* START DOCUMENT TEXT *

My first memory of Wales is an aural one.   My brother and I were evacuated during the war and arrived late at night in Trelewis, a little mining village by the Rhonda Valley.   It was too dark to see anything of our surroundings, not that we cared much anyway for the winter’s journey had made us far too tired.

It was the sound of rocks that woke me early the following morning.   Having always lived in London, I had rarely heard their raucous tones, certainly not in such great numbers.   I could see from a narrow strip of sky between the curtains that the clouds of the previous day had been swept away.   At first I was undecided as to whether the colour of the sky was grey or a pale, misty blue, but as the minutes ticked by, it became evident that the heavens were clear.   I glanced across at my brother in the next bed.   He was still and fast asleep.   Without moving my head I took in the details of the room that had come to light.   There was a small wooden cross on the wall opposite and behind the door a small cupboard where, presumably, we were to keep our clothes and the few toys we had bought with us.   Beneath the window was a long wooden chest draped with a green satin runner, the secrets of which we were to discover later.   Apart from the two beds in which my brother and I were sleeping, there were no other items of furniture in the room.

* END DOCUMENT TEXT *
* START AVAILABLE DATA *

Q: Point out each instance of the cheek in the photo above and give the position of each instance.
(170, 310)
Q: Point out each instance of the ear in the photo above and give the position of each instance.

* END AVAILABLE DATA *

> [THE EXERCISE]: Print the full passage about the wartime evacuation to Wales, word for word and unchanged.

> [TASK RESPONSE]:
My first memory of Wales is an aural one.   My brother and I were evacuated during the war and arrived late at night in Trelewis, a little mining village by the Rhonda Valley.   It was too dark to see anything of our surroundings, not that we cared much anyway for the winter’s journey had made us far too tired.

It was the sound of rocks that woke me early the following morning.   Having always lived in London, I had rarely heard their raucous tones, certainly not in such great numbers.   I could see from a narrow strip of sky between the curtains that the clouds of the previous day had been swept away.   At first I was undecided as to whether the colour of the sky was grey or a pale, misty blue, but as the minutes ticked by, it became evident that the heavens were clear.   I glanced across at my brother in the next bed.   He was still and fast asleep.   Without moving my head I took in the details of the room that had come to light.   There was a small wooden cross on the wall opposite and behind the door a small cupboard where, presumably, we were to keep our clothes and the few toys we had bought with us.   Beneath the window was a long wooden chest draped with a green satin runner, the secrets of which we were to discover later.   Apart from the two beds in which my brother and I were sleeping, there were no other items of furniture in the room.